**INPUT DATA:**
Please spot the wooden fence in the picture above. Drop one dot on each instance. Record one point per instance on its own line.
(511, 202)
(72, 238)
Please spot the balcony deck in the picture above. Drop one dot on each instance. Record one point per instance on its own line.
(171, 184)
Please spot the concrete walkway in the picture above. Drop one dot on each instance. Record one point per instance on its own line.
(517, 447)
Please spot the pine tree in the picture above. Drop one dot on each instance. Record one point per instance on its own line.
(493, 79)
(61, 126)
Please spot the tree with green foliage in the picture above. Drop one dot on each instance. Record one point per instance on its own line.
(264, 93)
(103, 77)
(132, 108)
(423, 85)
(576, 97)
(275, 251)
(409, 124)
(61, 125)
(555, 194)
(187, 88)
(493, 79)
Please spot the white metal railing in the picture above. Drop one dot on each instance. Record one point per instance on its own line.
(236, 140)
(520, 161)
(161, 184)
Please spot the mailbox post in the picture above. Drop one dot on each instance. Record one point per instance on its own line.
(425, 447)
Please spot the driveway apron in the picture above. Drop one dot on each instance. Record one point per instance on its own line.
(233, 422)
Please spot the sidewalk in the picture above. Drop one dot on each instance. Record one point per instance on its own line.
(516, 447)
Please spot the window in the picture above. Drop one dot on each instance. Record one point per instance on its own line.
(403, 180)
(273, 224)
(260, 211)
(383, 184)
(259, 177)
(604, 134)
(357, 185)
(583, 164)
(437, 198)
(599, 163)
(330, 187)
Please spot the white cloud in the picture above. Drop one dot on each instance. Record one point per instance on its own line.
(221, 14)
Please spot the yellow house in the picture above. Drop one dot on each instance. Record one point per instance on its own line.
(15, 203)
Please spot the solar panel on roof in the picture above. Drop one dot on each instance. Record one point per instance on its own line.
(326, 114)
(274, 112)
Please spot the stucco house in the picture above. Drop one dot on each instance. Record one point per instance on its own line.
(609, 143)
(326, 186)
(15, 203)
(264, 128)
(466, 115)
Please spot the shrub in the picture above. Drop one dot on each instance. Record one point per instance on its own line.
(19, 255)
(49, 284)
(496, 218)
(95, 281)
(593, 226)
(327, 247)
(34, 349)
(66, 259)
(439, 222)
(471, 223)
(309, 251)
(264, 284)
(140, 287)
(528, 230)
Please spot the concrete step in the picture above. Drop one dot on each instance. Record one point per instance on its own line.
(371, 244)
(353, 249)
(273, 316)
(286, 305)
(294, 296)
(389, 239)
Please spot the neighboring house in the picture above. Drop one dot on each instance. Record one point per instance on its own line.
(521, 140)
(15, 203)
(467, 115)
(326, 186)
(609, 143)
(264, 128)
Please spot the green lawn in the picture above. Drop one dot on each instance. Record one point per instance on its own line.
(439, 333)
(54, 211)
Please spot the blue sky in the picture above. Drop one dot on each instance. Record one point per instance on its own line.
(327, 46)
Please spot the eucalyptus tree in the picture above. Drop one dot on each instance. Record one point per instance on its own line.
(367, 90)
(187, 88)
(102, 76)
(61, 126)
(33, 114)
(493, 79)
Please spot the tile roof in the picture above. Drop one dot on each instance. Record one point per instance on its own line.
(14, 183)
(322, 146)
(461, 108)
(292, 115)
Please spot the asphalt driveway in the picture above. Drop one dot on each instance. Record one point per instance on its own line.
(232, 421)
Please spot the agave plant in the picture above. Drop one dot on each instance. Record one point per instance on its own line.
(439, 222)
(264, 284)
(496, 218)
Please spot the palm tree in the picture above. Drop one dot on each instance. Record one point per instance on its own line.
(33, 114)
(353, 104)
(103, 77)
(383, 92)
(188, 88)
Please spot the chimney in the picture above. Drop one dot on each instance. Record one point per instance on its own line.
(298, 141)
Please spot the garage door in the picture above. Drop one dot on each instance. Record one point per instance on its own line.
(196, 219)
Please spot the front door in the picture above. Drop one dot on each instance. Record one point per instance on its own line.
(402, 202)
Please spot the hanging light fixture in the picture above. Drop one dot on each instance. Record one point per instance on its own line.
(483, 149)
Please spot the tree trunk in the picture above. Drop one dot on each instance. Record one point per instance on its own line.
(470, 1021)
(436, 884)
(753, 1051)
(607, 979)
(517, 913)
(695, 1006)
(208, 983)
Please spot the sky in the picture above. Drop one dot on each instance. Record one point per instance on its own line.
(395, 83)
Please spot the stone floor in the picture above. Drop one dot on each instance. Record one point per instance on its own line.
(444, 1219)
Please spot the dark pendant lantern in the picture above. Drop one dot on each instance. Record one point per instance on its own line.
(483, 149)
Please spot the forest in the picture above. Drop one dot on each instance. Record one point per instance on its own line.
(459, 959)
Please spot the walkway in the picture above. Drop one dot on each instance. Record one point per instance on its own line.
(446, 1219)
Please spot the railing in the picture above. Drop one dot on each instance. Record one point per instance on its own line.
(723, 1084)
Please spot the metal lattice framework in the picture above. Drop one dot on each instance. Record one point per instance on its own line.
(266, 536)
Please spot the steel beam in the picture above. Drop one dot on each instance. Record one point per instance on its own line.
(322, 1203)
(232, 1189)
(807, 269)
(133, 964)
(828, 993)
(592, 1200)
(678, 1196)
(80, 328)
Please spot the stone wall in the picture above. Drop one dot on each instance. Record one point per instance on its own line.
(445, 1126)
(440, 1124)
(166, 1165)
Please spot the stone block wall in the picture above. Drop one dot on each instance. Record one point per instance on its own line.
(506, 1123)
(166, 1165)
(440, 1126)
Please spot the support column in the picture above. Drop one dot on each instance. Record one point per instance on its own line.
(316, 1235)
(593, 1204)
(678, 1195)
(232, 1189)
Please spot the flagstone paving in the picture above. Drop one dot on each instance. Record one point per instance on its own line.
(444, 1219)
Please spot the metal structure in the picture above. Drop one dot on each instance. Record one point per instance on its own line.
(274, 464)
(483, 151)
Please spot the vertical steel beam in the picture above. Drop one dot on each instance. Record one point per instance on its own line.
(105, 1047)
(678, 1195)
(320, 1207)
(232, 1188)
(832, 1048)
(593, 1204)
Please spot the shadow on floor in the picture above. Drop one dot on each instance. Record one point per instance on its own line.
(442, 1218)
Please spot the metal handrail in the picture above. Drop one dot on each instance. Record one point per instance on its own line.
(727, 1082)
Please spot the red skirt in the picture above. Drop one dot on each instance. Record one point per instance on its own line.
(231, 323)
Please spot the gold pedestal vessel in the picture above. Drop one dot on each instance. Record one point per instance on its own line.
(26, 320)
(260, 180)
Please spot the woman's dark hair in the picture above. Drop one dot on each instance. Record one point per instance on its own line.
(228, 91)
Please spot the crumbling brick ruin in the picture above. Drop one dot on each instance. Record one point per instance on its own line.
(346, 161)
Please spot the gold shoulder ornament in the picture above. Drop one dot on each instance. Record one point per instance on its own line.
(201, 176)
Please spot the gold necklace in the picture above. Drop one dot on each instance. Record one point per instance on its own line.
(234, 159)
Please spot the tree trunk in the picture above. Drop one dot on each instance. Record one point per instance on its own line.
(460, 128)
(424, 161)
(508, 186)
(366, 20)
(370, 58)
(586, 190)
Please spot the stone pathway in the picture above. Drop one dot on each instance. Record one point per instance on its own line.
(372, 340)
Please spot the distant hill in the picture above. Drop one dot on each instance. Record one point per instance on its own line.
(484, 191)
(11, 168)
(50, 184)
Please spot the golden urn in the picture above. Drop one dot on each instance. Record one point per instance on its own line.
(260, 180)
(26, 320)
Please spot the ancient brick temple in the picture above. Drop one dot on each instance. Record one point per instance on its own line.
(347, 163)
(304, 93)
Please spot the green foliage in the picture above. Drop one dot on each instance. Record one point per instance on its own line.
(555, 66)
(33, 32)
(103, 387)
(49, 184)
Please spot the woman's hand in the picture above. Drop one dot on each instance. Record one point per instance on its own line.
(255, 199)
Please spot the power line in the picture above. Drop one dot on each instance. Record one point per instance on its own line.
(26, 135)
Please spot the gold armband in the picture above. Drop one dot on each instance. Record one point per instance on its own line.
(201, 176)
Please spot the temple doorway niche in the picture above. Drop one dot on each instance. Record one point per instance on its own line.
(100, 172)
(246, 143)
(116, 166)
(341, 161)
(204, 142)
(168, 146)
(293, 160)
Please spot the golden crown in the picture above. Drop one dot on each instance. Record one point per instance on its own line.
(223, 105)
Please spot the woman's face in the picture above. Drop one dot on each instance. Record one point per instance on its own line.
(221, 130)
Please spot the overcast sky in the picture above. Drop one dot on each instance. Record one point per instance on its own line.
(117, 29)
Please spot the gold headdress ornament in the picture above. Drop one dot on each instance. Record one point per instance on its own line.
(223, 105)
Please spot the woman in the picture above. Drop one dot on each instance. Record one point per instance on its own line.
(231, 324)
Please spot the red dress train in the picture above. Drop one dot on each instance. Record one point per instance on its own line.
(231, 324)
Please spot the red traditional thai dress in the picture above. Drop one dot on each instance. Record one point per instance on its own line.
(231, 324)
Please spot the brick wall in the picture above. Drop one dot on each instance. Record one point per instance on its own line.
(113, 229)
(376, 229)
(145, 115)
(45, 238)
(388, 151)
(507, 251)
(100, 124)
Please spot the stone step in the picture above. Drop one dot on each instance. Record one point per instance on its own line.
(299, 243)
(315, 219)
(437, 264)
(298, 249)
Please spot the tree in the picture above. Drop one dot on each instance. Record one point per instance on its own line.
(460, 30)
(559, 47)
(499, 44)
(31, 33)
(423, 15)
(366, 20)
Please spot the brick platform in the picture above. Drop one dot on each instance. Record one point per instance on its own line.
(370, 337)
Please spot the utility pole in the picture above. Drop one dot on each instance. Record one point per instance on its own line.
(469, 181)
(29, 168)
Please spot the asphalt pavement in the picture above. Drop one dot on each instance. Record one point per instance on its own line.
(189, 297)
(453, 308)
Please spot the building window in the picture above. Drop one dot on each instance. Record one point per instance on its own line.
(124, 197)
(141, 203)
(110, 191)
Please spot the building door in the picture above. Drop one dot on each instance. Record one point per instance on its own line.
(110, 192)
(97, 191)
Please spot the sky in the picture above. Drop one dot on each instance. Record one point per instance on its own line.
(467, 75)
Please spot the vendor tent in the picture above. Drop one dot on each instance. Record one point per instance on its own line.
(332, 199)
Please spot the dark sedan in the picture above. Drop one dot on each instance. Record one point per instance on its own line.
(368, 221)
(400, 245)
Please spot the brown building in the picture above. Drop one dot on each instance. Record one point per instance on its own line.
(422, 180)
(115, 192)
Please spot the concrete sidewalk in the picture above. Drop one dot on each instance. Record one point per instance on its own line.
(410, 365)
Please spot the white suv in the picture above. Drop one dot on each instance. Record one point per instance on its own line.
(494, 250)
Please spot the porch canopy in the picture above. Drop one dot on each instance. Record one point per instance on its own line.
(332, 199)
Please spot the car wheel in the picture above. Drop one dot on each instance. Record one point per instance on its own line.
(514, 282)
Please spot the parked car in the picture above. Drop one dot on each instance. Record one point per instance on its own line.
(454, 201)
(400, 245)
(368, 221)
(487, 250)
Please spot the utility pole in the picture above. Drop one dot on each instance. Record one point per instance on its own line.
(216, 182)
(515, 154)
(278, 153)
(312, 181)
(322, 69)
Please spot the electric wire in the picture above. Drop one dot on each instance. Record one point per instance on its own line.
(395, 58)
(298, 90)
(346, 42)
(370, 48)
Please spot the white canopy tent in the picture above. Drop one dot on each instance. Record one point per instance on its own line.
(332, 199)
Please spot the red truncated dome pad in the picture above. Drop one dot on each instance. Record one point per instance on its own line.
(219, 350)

**YOUR TASK:** Copy the rows from the line containing "Please spot the stone block" through the line containing "(440, 1126)", changing "stone block wall" to "brick wall" and leaving everything else as it is.

**COMPLETED EXERCISE:**
Please spot the brick wall in the picture above. Drop one dot on each instance. Record one point per instance on its own line.
(506, 1123)
(166, 1165)
(440, 1126)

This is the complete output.